Given data section start

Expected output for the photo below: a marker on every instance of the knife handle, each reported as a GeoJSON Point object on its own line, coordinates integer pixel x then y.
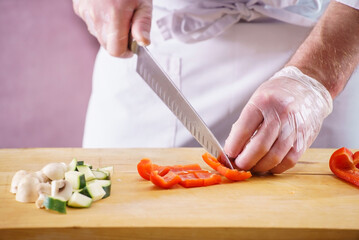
{"type": "Point", "coordinates": [132, 44]}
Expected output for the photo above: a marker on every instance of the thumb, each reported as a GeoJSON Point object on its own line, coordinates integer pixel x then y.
{"type": "Point", "coordinates": [141, 23]}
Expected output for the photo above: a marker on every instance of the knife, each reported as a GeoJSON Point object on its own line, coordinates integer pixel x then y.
{"type": "Point", "coordinates": [163, 86]}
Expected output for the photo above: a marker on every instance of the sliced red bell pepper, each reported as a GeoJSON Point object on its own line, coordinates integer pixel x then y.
{"type": "Point", "coordinates": [145, 167]}
{"type": "Point", "coordinates": [198, 178]}
{"type": "Point", "coordinates": [356, 159]}
{"type": "Point", "coordinates": [342, 165]}
{"type": "Point", "coordinates": [166, 181]}
{"type": "Point", "coordinates": [234, 174]}
{"type": "Point", "coordinates": [181, 168]}
{"type": "Point", "coordinates": [191, 175]}
{"type": "Point", "coordinates": [211, 161]}
{"type": "Point", "coordinates": [231, 174]}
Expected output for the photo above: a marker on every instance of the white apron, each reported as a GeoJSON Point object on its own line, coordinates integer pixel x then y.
{"type": "Point", "coordinates": [217, 75]}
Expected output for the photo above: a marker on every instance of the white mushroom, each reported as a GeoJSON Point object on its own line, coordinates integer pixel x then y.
{"type": "Point", "coordinates": [41, 176]}
{"type": "Point", "coordinates": [61, 189]}
{"type": "Point", "coordinates": [16, 179]}
{"type": "Point", "coordinates": [44, 188]}
{"type": "Point", "coordinates": [40, 201]}
{"type": "Point", "coordinates": [27, 190]}
{"type": "Point", "coordinates": [55, 171]}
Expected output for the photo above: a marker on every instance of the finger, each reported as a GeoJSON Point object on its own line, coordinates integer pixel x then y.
{"type": "Point", "coordinates": [75, 5]}
{"type": "Point", "coordinates": [288, 162]}
{"type": "Point", "coordinates": [260, 144]}
{"type": "Point", "coordinates": [292, 157]}
{"type": "Point", "coordinates": [141, 23]}
{"type": "Point", "coordinates": [242, 130]}
{"type": "Point", "coordinates": [278, 151]}
{"type": "Point", "coordinates": [118, 30]}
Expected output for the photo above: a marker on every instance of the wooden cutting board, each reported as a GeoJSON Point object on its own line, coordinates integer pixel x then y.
{"type": "Point", "coordinates": [307, 202]}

Given data section end

_Directions for this task_
Lines from the one containing "white mushroom, each" to the last line above, both included: copy these exactly and write nothing else.

_Response_
Expected output for the photo above: a marker on every instance of the white mushroom, each reported as a GeoJSON Point object on its own line, coordinates integer pixel x then y.
{"type": "Point", "coordinates": [41, 176]}
{"type": "Point", "coordinates": [61, 189]}
{"type": "Point", "coordinates": [16, 179]}
{"type": "Point", "coordinates": [44, 188]}
{"type": "Point", "coordinates": [40, 201]}
{"type": "Point", "coordinates": [27, 190]}
{"type": "Point", "coordinates": [55, 171]}
Expected output for the photo above: a marker on every instance of the finger, each reported as a GeoJSON Point object on its own line, coordinates integer pixel x then y.
{"type": "Point", "coordinates": [75, 5]}
{"type": "Point", "coordinates": [288, 162]}
{"type": "Point", "coordinates": [260, 144]}
{"type": "Point", "coordinates": [292, 157]}
{"type": "Point", "coordinates": [141, 23]}
{"type": "Point", "coordinates": [242, 130]}
{"type": "Point", "coordinates": [278, 151]}
{"type": "Point", "coordinates": [118, 30]}
Expected output for the photo above: a marker on every instance of the wooden cutting board, each reported as a GeoJSON Point object on its own line, coordinates integer pixel x then y.
{"type": "Point", "coordinates": [307, 202]}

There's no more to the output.